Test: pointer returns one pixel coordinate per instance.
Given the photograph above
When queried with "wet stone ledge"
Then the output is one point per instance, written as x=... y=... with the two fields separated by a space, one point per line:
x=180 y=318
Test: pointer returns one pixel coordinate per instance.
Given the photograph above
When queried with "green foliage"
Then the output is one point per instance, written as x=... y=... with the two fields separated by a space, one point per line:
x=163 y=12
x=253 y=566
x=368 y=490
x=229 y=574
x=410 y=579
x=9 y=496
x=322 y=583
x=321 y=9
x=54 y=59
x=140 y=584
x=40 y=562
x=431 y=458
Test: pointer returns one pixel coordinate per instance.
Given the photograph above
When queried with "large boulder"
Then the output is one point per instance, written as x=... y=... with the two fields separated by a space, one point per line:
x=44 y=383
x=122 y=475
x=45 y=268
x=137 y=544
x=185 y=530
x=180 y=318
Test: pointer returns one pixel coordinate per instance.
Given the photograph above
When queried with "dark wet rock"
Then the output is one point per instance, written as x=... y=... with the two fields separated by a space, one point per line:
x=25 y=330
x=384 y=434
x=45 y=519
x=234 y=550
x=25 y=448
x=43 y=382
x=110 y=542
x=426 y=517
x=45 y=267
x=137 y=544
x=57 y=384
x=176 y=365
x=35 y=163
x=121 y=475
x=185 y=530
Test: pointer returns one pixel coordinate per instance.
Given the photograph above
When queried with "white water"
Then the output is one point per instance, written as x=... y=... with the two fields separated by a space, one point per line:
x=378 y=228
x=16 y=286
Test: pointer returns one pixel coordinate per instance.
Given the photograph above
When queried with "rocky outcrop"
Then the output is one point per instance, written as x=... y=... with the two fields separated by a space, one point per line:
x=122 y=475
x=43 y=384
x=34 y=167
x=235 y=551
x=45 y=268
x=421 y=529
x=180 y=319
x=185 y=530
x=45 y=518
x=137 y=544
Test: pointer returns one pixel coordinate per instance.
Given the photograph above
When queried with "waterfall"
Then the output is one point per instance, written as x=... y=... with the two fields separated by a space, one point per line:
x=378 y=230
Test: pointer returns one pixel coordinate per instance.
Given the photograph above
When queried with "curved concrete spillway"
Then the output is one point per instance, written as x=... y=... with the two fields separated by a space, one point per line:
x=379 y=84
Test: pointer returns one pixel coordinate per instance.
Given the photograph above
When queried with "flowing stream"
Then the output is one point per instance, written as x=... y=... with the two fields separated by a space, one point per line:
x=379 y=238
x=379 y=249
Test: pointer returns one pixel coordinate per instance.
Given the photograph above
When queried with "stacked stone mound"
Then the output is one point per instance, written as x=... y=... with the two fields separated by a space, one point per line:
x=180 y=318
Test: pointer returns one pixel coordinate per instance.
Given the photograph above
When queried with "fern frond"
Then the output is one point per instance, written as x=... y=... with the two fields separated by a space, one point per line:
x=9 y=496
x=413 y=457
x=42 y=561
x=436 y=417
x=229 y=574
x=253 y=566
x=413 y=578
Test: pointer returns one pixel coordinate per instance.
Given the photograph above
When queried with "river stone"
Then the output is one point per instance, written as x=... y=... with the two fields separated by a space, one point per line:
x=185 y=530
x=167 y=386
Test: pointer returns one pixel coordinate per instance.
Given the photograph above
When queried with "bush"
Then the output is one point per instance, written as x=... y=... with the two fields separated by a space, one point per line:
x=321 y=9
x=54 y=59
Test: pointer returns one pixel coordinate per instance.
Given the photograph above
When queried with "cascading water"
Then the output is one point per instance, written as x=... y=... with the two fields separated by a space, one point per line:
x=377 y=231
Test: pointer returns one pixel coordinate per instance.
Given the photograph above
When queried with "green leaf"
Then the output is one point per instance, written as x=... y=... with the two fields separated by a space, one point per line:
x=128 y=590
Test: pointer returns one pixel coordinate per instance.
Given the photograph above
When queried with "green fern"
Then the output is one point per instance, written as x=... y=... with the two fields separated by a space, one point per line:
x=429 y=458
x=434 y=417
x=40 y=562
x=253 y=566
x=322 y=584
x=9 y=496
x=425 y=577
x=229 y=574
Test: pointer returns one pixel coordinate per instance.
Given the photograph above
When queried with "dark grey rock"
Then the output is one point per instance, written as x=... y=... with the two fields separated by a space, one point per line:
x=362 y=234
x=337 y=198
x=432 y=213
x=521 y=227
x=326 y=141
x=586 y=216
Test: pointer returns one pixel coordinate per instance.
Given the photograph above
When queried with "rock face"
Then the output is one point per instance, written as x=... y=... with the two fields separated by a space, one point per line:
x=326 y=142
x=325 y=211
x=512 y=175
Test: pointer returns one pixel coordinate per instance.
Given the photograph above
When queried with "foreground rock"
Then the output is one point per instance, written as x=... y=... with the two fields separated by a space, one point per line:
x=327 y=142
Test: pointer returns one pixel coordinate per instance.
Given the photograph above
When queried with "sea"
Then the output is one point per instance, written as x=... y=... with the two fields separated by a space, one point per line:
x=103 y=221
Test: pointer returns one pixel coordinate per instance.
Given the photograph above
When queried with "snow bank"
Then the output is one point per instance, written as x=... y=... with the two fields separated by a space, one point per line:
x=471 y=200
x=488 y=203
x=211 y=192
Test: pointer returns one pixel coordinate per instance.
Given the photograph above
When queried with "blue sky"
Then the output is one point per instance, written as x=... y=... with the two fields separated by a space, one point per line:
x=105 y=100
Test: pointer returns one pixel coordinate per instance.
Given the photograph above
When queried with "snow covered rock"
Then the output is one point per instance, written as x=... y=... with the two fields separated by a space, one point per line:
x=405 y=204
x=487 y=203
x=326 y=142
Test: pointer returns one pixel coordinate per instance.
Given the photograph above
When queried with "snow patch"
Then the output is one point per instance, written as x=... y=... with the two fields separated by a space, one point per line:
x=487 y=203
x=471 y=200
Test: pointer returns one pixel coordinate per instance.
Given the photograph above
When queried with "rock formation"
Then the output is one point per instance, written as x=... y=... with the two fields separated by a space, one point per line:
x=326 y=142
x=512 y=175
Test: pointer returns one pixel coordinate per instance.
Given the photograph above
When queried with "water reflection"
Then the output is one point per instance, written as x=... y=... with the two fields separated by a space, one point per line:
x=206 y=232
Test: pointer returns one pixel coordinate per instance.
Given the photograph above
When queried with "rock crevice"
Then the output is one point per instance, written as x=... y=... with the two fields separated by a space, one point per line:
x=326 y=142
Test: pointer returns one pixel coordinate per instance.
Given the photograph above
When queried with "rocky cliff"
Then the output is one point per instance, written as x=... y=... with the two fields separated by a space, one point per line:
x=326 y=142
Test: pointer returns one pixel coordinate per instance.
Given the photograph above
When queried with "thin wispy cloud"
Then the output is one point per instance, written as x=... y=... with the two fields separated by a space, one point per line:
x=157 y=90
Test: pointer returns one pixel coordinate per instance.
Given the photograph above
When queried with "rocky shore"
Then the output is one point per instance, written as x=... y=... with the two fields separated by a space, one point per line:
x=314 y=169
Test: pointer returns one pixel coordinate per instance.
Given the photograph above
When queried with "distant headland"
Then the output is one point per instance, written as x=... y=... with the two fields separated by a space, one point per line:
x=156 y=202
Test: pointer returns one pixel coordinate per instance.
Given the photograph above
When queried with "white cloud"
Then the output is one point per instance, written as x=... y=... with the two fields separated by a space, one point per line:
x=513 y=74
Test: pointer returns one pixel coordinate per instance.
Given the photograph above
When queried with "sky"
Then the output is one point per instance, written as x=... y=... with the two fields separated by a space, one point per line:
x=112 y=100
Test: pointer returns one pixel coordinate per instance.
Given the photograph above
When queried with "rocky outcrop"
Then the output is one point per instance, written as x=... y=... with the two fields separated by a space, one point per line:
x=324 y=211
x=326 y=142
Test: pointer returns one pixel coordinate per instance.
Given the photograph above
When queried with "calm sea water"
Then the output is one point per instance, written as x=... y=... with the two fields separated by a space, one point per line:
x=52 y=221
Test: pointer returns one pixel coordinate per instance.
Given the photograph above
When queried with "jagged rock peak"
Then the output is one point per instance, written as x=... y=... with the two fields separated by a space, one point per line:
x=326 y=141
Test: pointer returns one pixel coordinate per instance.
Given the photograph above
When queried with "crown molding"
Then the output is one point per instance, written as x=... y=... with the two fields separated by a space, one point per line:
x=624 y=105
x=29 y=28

## Instructions to follow
Which lines above include the string "cloud"? Show them.

## Finished task
When queried with "thin wispy cloud"
When queried with "white cloud"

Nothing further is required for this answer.